# PROBLEM
Give back exactly the lines that run from the line containing "built-in shelf with a single marker." through the end of the listing below. Leave out every other line.

--- START OF EXCERPTED RECORDS ---

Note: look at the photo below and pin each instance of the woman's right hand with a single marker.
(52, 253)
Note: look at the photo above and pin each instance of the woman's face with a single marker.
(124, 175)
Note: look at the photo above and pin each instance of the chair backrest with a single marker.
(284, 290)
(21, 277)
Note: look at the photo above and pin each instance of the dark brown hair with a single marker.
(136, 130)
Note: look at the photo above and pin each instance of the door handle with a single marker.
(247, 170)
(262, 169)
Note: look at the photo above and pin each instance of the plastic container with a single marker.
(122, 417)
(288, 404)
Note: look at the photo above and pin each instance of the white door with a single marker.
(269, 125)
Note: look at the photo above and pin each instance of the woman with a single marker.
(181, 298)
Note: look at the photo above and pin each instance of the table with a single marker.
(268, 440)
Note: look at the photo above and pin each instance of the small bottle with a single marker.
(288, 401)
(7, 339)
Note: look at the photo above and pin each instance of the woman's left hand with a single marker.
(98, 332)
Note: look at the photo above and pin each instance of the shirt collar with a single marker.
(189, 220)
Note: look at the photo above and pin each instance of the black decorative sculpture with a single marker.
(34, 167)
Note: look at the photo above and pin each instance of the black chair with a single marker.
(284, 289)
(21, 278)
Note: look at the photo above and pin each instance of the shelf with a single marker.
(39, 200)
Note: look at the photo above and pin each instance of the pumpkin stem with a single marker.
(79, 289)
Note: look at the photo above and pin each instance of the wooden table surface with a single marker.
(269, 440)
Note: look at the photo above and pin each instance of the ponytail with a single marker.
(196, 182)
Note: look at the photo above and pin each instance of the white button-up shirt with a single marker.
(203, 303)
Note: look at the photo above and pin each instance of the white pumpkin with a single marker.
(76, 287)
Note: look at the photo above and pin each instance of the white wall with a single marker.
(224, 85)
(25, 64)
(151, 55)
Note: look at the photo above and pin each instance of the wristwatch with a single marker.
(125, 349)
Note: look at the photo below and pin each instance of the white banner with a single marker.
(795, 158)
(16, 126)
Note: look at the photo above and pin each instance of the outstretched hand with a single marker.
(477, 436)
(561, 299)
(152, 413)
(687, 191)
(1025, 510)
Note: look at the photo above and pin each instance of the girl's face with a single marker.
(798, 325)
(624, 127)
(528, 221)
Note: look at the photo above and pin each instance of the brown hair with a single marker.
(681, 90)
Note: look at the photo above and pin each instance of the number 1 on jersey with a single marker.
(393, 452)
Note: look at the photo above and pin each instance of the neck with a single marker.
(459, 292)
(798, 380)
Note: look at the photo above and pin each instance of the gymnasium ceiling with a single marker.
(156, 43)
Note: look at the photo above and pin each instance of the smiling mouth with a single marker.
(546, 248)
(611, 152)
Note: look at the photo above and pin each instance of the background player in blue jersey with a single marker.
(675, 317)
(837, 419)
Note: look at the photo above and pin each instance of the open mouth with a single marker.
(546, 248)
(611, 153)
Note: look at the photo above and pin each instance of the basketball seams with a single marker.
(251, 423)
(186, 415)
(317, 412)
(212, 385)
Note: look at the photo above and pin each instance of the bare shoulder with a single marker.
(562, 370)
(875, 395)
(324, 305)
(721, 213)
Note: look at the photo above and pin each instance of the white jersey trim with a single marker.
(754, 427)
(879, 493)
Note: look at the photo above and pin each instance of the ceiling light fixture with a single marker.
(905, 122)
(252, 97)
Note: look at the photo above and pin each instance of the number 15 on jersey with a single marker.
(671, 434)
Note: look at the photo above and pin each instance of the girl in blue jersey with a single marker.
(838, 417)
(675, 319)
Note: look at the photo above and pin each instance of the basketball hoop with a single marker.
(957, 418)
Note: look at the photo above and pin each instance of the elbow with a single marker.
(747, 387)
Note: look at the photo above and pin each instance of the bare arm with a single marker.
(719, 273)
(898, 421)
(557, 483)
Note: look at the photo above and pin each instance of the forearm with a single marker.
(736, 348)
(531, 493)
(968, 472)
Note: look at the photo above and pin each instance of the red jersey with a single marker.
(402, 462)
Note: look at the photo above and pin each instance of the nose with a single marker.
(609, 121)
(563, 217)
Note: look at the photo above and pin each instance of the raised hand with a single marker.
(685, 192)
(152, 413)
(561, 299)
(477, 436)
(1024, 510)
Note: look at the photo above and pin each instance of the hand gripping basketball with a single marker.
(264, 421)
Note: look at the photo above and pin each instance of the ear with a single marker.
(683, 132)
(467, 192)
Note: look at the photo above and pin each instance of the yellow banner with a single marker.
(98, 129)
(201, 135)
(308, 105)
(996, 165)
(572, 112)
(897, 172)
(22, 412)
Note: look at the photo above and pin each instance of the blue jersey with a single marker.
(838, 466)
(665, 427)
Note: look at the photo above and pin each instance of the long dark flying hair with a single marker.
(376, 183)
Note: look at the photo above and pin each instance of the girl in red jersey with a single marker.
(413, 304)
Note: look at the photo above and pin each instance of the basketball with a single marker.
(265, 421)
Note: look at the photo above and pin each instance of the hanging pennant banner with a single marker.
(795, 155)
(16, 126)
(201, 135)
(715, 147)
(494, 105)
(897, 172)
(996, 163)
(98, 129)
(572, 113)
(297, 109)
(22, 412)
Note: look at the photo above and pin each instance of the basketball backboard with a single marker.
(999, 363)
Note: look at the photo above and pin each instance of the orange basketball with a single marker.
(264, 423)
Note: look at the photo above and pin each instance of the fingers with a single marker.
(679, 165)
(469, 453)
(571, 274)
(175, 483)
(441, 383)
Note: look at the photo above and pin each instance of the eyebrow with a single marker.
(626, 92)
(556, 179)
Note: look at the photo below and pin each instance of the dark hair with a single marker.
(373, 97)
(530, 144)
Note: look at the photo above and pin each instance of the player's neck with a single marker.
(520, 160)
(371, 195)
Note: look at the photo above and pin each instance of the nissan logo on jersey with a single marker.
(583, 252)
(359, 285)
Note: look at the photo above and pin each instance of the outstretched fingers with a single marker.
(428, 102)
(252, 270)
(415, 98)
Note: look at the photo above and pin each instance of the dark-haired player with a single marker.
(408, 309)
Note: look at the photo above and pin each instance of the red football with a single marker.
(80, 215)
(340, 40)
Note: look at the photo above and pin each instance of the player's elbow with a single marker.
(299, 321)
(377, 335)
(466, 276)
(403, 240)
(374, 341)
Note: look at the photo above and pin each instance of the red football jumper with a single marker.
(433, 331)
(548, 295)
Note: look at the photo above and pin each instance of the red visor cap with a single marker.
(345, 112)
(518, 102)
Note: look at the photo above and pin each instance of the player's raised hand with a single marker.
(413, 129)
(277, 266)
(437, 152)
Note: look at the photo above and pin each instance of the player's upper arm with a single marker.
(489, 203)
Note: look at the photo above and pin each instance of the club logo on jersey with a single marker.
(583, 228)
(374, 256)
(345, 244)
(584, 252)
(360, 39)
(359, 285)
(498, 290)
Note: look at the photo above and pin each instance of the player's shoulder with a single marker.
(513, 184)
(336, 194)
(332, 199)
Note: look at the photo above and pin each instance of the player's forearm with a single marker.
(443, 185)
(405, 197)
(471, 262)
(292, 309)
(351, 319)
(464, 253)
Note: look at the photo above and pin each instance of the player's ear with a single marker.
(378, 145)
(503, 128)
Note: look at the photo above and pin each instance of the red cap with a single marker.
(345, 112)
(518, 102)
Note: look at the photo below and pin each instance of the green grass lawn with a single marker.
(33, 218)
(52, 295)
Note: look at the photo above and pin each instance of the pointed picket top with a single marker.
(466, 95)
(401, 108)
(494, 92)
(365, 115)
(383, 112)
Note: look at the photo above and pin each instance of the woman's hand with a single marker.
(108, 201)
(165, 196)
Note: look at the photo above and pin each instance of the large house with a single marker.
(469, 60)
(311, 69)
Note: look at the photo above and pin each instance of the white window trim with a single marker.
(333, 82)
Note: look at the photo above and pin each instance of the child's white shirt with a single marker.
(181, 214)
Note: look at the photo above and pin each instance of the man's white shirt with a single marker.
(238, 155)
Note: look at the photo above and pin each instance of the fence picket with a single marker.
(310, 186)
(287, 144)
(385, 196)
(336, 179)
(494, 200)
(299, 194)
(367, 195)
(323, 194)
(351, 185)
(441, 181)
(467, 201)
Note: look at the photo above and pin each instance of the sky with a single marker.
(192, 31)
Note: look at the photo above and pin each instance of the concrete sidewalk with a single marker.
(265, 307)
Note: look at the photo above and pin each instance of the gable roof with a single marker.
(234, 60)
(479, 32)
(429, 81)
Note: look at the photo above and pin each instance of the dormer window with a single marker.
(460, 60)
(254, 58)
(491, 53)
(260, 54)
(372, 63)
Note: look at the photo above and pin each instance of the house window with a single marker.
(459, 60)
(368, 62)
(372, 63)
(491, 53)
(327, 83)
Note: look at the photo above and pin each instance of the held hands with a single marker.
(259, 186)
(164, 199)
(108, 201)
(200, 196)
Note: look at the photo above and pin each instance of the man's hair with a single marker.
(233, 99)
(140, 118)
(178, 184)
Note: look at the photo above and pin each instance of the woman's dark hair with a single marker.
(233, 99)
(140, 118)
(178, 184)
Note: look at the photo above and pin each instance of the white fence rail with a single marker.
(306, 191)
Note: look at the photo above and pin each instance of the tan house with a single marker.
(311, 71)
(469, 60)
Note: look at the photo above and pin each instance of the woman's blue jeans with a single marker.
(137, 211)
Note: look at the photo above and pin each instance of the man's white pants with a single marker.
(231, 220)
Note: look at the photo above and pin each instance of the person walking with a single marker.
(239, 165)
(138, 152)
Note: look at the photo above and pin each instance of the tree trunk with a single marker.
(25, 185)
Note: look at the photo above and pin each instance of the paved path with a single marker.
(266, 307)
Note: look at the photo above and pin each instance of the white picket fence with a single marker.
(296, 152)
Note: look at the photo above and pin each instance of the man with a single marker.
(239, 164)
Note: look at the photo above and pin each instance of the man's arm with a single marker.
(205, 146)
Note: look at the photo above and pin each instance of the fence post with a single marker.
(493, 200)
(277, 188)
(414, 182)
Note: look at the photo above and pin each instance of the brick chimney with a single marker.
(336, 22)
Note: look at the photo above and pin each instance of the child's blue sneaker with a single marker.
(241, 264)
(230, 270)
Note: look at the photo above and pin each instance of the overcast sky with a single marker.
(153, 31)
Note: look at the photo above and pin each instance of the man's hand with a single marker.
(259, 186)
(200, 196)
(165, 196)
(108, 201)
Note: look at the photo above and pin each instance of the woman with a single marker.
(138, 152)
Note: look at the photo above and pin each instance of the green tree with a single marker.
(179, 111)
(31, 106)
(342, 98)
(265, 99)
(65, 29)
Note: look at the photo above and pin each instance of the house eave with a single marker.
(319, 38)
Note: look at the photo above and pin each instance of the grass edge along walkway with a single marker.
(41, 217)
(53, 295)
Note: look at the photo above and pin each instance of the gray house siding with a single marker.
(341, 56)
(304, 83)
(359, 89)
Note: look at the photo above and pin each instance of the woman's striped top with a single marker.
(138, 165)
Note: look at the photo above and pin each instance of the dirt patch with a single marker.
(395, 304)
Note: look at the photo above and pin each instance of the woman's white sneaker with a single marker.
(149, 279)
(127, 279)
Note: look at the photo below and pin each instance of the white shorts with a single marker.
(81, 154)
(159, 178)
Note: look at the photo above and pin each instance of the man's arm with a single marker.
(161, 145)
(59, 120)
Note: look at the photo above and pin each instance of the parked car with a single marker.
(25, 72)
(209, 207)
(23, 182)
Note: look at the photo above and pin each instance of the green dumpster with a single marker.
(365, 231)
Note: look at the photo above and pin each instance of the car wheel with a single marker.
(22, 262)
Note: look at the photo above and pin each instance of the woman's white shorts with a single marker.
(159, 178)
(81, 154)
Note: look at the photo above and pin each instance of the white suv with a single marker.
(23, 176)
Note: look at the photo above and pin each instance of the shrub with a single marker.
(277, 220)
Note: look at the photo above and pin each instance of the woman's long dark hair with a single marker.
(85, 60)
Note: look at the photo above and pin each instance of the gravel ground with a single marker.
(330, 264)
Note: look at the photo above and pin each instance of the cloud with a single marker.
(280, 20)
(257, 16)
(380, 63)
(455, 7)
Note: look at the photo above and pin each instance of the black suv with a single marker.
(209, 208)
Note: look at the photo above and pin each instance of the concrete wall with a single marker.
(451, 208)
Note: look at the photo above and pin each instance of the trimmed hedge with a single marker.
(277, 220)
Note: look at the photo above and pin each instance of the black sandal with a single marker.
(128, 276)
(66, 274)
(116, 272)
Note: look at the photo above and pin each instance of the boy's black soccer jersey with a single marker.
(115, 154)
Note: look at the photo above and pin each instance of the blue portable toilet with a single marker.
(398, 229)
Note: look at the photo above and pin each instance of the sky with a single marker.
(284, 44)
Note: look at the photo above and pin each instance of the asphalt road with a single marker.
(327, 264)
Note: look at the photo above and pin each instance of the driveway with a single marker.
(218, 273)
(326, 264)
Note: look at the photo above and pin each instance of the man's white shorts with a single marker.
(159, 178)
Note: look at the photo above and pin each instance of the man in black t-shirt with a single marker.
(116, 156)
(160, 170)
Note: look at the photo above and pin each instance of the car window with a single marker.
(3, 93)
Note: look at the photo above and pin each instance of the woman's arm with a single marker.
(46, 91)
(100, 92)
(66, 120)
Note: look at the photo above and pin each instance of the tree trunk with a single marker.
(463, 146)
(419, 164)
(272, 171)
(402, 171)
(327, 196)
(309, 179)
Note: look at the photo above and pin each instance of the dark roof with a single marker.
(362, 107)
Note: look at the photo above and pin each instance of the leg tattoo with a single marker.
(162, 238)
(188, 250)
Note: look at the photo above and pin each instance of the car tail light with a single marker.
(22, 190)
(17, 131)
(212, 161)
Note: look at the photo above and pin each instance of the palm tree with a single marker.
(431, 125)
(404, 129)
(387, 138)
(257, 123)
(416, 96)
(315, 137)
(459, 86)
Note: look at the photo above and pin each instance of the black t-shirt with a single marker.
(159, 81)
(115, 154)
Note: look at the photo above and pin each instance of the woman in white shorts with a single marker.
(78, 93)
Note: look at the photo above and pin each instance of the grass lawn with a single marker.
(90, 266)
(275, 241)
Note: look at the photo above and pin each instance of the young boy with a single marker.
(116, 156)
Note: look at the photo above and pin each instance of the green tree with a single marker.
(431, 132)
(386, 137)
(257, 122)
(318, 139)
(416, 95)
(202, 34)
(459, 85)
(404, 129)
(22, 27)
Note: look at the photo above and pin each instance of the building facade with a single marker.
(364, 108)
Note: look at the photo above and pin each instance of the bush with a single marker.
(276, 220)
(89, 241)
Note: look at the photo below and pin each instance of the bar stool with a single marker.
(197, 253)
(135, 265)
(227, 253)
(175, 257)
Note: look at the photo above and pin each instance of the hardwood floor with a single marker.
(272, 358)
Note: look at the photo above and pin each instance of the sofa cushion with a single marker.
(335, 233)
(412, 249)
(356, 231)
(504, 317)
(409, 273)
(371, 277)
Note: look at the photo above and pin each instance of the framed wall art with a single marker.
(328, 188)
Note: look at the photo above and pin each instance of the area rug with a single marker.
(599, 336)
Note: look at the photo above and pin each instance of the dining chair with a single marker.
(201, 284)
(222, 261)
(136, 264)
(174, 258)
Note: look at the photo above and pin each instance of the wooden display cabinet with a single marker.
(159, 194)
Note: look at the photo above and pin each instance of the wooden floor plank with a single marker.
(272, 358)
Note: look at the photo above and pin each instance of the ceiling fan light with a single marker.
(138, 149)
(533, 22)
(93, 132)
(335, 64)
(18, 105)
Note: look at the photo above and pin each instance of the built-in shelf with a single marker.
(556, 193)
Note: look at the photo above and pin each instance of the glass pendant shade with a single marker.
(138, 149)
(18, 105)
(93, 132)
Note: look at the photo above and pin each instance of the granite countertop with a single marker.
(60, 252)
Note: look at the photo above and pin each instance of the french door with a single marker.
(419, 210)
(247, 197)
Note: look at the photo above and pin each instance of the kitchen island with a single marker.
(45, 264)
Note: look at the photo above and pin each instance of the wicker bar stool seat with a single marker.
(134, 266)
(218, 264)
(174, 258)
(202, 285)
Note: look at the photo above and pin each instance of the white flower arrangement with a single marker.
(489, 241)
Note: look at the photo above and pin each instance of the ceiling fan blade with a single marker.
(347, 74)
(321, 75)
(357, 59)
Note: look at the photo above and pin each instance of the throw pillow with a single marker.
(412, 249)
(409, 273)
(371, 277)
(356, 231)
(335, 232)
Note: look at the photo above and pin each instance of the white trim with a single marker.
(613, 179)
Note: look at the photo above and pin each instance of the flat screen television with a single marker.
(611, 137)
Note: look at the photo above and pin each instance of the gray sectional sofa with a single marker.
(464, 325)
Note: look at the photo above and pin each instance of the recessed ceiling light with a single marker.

--- END OF EXCERPTED RECORDS ---

# RESULT FOR THIS TASK
Note: look at the photo above and pin each instance of the built-in shelf with a single marker.
(556, 193)
Note: look at the photo above and pin each instance of the glass pendant shade with a single marker.
(138, 149)
(18, 105)
(93, 132)
Note: look at the photo above and pin each instance of the granite countertop with a single marker.
(60, 252)
Note: look at the photo above and pin each instance of the french door with a single marker.
(419, 210)
(247, 197)
Note: look at the photo above and pin each instance of the kitchen island with a single marker.
(45, 264)
Note: look at the photo above and pin each instance of the wicker bar stool seat with a single marker.
(134, 266)
(218, 264)
(174, 258)
(202, 285)
Note: look at the photo above and pin each instance of the white flower arrangement with a single marker.
(489, 241)
Note: look at the photo above and pin each instance of the ceiling fan blade with a single marker.
(347, 74)
(321, 75)
(357, 59)
Note: look at the photo above and pin each instance of the throw pillow with a single marker.
(412, 249)
(409, 273)
(371, 277)
(356, 231)
(335, 232)
Note: look at the photo above and pin each instance of the white trim with a single marker.
(613, 179)
Note: look at the photo above and pin each instance of the flat screen television with a single marker.
(611, 137)
Note: look at the photo above and pin each instance of the gray sectional sofa with a single marker.
(464, 325)
Note: look at the photo above and pin each instance of the recessed ceiling light with a single marker.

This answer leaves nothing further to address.